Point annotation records
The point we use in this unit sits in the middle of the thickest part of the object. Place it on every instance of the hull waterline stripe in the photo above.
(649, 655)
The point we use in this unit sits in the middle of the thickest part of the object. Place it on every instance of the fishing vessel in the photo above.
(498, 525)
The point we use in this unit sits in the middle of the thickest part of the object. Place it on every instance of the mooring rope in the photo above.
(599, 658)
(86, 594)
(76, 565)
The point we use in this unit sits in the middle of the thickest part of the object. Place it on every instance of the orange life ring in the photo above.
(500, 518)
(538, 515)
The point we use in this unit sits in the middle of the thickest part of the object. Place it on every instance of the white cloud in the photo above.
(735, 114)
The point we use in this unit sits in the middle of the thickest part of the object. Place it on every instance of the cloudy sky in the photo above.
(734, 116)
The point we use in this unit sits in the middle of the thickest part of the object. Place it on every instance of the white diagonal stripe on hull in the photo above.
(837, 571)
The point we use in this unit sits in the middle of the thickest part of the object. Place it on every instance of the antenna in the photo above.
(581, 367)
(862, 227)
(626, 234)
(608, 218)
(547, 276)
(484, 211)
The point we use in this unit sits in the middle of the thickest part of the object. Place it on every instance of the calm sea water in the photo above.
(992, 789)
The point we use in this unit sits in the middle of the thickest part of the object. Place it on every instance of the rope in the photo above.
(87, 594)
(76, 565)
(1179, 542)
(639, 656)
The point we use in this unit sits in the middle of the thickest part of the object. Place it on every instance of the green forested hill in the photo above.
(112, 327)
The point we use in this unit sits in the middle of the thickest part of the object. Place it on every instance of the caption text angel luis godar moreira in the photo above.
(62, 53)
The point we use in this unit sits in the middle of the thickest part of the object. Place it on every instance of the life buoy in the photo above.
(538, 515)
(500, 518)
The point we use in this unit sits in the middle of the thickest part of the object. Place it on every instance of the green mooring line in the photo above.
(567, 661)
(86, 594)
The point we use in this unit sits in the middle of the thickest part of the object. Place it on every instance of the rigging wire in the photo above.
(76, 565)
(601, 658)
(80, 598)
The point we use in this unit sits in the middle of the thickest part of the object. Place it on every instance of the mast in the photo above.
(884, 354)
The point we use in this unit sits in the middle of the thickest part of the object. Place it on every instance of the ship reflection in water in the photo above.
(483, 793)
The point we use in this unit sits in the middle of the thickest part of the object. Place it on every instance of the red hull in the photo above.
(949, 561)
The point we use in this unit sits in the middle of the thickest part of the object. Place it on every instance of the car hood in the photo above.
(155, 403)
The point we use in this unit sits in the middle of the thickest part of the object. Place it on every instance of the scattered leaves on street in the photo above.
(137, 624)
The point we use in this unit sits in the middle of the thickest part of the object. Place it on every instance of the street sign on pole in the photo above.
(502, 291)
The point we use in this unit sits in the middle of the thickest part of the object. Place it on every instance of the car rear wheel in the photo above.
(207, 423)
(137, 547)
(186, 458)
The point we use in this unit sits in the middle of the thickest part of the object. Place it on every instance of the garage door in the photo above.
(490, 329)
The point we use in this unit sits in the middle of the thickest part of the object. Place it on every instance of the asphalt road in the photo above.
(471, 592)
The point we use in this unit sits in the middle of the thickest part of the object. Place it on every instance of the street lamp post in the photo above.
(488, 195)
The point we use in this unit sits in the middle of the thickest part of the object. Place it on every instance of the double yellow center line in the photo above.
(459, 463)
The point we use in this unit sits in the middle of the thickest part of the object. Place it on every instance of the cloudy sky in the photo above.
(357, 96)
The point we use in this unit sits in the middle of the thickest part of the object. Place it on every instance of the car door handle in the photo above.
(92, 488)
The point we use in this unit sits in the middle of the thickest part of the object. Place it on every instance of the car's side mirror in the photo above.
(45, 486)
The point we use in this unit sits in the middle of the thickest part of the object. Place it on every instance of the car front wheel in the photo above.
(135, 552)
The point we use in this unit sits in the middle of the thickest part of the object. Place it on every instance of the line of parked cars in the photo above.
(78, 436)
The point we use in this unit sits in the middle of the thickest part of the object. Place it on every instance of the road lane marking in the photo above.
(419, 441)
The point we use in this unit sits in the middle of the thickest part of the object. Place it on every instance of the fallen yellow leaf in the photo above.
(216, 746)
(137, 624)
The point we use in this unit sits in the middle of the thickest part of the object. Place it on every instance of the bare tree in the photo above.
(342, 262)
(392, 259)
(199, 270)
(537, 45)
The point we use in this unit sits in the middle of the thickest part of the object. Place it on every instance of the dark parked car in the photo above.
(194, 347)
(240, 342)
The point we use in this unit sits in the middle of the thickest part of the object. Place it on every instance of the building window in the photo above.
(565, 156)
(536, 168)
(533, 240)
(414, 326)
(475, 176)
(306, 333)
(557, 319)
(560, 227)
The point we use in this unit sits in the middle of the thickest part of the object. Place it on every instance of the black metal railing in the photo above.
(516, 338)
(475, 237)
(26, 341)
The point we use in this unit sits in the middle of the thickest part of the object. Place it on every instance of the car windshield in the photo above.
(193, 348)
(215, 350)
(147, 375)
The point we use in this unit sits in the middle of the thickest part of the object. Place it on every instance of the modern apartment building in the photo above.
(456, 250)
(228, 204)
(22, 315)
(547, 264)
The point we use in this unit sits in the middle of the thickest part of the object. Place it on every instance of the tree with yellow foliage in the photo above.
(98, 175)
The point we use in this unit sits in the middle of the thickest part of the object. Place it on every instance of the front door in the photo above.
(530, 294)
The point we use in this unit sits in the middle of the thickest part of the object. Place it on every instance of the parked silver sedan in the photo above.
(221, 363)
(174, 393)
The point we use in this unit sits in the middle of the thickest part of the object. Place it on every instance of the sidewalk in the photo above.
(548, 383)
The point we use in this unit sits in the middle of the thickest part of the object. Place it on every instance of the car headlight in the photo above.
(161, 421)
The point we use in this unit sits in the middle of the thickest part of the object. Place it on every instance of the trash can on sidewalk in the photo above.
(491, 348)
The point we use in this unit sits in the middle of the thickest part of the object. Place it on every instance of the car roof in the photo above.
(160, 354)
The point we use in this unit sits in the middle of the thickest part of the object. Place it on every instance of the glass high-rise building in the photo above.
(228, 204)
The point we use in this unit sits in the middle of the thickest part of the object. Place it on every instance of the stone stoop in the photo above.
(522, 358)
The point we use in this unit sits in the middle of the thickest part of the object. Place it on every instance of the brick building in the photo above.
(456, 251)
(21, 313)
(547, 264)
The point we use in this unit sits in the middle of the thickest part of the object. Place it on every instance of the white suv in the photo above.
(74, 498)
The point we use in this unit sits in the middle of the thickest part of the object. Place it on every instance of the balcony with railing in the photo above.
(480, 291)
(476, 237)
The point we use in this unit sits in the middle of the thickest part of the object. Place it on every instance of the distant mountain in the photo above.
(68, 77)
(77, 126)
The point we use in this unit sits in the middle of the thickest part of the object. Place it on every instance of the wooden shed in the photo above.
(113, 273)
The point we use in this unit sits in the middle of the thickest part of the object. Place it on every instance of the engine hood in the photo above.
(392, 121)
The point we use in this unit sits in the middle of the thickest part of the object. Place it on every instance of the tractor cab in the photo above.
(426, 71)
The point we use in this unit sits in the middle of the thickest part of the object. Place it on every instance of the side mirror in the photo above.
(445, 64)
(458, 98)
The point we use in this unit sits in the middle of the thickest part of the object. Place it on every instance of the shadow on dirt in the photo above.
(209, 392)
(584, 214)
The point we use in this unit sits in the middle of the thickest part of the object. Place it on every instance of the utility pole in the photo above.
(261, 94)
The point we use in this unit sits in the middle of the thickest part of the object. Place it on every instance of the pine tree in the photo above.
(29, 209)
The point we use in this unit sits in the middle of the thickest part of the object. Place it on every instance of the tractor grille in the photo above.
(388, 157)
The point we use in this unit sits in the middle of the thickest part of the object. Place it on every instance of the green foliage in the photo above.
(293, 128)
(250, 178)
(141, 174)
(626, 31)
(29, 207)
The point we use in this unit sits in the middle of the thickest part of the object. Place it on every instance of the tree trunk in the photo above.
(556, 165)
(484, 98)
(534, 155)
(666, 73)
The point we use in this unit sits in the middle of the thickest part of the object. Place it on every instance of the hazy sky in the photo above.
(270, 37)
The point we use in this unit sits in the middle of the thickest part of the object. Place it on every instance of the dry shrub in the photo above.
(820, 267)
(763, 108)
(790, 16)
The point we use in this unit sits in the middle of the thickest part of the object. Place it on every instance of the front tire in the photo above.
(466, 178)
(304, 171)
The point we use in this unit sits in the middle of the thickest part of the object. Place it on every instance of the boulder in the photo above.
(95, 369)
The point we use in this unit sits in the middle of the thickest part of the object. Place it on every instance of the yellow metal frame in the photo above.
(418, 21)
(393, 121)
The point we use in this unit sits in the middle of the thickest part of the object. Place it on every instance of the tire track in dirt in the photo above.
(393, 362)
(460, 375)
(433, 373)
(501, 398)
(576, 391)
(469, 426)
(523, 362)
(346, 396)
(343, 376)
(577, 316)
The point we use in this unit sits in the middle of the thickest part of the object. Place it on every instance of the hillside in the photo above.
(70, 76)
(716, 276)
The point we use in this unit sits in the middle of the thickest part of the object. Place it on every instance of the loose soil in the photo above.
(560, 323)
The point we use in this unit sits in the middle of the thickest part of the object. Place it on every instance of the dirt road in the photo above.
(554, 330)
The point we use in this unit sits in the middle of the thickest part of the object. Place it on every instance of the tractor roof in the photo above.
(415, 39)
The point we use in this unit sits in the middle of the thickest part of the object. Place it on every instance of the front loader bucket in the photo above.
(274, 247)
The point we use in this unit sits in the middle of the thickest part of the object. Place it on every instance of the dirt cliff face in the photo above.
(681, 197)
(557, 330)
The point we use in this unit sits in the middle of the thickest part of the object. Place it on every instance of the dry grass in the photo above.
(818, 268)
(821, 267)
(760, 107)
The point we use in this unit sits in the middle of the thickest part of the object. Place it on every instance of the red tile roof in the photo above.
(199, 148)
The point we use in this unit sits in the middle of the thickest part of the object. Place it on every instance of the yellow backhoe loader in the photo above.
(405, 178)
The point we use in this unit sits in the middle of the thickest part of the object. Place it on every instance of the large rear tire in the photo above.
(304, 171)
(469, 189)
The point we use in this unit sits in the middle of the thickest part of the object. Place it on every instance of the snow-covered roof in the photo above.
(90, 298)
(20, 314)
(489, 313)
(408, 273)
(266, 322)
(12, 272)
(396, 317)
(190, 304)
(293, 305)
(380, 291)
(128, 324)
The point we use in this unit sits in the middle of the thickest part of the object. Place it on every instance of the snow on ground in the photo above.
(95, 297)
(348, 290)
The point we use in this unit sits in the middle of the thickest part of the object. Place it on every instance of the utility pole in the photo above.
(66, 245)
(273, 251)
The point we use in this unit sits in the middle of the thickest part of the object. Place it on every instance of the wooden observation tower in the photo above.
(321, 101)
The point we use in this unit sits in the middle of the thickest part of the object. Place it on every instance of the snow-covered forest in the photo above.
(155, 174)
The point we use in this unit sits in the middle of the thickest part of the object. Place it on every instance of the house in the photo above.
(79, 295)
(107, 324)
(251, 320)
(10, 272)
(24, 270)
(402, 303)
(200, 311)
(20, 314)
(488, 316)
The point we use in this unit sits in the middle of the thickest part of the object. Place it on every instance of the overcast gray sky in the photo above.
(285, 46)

*Problem requirements*
Set out exactly the run of lines that begins at the line holding "tower in the photo above." and ends at the last line of the data.

*Exercise result*
The point we use in this unit sits in the middle of the thickest part of the object. Place it on every instance of the wooden observation tower in the photo above.
(321, 101)
The point we use in this unit sits in the middle of the thickest part of the object. Place it on every instance of the snow-covered forest in the photo above.
(155, 174)
The point we use in this unit sits in the middle of the thickest part of the object. Place it on every instance of the house in the photo above.
(79, 295)
(107, 324)
(251, 320)
(10, 272)
(24, 270)
(402, 303)
(200, 311)
(20, 314)
(488, 316)
The point we use in this unit sits in the middle of the thickest part of the object. Place it on every instance of the overcast gray sky in the photo above.
(285, 46)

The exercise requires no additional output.